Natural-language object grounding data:

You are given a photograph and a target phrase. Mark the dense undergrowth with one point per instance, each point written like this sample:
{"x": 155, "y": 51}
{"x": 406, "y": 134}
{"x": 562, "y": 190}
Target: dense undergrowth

> Required action:
Take the lines above and print them exactly.

> Completed exercise:
You are given a photograph and a target phrase. Mark the dense undergrowth with one point per instance, each point written like this sample:
{"x": 155, "y": 51}
{"x": 406, "y": 134}
{"x": 562, "y": 190}
Target: dense undergrowth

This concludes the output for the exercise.